Dataset rows on where objects appear
────────────────────

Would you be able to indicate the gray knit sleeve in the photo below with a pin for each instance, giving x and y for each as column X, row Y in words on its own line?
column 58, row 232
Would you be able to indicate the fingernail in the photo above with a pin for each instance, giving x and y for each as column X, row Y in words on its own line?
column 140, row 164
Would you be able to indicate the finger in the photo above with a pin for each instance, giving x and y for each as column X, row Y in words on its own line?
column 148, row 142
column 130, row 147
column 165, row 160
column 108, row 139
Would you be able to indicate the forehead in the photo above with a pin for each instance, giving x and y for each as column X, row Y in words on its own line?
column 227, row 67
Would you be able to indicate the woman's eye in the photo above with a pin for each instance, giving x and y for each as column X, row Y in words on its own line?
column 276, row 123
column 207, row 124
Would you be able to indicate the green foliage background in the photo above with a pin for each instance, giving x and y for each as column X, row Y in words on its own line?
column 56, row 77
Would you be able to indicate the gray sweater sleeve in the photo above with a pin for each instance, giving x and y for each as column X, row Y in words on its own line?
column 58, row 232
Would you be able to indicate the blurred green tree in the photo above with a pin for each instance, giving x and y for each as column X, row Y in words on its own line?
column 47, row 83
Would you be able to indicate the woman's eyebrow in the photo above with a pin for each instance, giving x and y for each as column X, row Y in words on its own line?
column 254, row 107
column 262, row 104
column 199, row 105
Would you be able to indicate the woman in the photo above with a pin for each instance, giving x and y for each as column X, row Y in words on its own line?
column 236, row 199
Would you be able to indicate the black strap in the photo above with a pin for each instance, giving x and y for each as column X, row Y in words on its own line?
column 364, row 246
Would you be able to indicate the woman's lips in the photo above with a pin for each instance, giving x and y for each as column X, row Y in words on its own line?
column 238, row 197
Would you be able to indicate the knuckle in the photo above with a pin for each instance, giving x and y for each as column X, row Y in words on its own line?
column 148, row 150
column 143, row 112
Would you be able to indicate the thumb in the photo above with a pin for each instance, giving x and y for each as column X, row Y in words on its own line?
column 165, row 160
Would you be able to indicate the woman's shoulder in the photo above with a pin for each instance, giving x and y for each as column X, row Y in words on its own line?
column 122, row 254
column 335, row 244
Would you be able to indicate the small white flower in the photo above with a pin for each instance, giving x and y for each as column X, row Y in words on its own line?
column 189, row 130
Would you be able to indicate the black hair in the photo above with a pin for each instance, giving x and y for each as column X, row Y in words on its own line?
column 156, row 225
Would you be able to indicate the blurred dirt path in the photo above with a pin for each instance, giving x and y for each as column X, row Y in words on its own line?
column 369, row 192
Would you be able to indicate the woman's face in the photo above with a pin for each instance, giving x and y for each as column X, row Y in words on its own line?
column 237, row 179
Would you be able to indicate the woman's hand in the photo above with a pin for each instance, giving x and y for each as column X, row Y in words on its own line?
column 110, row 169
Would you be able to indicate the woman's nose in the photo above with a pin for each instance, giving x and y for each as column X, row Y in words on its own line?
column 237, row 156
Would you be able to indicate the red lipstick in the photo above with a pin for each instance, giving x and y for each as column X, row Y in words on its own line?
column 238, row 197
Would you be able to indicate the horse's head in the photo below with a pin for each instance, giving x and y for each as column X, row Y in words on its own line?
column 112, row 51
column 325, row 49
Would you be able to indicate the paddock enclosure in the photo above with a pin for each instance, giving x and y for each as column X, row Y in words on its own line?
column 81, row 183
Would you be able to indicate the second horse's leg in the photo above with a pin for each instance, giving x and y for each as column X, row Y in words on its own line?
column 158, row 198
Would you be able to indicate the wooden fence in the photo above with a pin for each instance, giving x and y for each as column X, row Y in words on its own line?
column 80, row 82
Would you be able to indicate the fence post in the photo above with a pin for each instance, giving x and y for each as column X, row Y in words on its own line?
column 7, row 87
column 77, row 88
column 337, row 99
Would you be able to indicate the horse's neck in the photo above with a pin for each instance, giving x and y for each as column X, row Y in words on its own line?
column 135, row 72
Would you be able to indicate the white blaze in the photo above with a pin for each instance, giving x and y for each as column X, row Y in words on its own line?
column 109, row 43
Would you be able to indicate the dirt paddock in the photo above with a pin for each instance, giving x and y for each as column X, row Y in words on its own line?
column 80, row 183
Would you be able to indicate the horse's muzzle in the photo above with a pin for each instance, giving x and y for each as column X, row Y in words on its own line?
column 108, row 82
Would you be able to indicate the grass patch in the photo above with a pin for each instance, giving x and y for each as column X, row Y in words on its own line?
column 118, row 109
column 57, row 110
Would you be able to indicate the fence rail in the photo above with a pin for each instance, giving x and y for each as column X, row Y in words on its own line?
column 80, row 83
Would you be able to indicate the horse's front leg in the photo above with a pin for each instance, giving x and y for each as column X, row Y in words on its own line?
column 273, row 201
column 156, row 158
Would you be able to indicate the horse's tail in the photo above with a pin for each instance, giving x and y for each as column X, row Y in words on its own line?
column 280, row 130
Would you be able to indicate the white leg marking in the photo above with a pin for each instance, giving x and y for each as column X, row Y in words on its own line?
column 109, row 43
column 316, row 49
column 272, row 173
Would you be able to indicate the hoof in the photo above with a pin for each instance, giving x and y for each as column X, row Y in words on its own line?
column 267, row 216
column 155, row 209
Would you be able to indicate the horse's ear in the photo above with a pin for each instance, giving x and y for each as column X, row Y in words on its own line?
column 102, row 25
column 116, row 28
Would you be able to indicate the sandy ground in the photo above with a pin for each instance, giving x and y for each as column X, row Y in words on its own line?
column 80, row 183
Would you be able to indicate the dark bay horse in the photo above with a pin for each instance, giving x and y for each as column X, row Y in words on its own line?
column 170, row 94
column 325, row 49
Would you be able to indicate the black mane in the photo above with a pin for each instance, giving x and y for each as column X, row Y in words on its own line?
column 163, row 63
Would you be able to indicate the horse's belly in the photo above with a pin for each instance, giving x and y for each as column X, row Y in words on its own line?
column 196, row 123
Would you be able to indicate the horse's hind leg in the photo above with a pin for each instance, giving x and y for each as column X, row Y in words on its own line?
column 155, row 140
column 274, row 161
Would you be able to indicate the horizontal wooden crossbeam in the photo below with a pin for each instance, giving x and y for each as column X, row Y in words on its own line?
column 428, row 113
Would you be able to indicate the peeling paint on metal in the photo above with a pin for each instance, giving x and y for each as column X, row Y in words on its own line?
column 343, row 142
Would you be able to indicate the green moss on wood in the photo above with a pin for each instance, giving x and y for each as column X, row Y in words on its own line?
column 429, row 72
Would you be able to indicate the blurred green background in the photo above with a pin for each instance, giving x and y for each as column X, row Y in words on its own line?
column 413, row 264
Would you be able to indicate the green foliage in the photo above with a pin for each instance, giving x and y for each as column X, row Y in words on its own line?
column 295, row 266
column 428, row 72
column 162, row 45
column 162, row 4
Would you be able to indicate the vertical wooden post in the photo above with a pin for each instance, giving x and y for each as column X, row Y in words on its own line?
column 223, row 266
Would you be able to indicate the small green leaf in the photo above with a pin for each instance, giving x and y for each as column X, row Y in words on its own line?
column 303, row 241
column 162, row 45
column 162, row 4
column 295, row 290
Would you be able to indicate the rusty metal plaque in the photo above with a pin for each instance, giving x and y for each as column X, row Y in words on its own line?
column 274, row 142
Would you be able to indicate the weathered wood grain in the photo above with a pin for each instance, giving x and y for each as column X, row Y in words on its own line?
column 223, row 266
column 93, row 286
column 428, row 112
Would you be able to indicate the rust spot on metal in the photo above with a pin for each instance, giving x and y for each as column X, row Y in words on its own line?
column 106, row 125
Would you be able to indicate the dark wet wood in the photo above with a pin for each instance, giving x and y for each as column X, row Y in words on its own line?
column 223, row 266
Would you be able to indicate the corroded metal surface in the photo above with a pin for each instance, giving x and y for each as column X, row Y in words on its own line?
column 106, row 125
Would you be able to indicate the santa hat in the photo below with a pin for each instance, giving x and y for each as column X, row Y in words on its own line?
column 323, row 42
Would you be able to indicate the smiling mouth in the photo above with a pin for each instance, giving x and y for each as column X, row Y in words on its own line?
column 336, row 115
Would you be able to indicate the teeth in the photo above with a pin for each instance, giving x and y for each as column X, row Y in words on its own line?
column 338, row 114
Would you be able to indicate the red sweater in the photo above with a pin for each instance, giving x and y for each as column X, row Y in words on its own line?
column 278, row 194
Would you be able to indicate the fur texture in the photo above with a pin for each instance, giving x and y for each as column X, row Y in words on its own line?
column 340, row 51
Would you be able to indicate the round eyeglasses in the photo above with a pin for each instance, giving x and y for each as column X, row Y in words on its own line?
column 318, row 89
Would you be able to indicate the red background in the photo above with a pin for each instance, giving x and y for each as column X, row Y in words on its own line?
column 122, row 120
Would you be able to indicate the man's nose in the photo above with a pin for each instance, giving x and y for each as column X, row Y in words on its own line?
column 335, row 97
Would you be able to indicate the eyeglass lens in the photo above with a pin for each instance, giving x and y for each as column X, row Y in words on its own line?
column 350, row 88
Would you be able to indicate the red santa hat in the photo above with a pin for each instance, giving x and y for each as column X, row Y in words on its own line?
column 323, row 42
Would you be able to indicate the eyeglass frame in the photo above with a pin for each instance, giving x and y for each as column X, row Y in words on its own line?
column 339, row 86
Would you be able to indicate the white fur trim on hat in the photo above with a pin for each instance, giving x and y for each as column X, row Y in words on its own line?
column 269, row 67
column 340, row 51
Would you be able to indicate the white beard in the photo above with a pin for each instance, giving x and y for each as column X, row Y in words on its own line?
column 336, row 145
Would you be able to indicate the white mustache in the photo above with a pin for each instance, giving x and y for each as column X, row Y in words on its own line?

────────────────────

### Set problem
Lay out the lines of the listing above as a Markdown table with a column headed "Row" for the row number and a column headed "Line" for the line itself. Start at the line that contains "Would you be able to indicate the eyeglass frame", end with the last line of the listing, and leave out any blank lines.

### Output for this exercise
| Row | Line |
|---|---|
| 1 | Would you be able to indicate the eyeglass frame in the photo above with a pin for each instance, giving x and y for each as column X, row Y in words on its own line? |
| 2 | column 339, row 86 |
| 3 | Would you be able to indicate the white fur trim on hat in the photo above with a pin for each instance, giving x and y for each as column X, row Y in words on its own line? |
| 4 | column 269, row 67 |
| 5 | column 340, row 51 |
| 6 | Would you be able to indicate the white beard in the photo above with a pin for each instance, giving x and y for each as column X, row Y in words on its own line? |
| 7 | column 336, row 145 |
| 8 | Would you be able to indicate the white mustache in the photo above with a pin for each instance, giving x and y for each as column X, row Y in words on its own line? |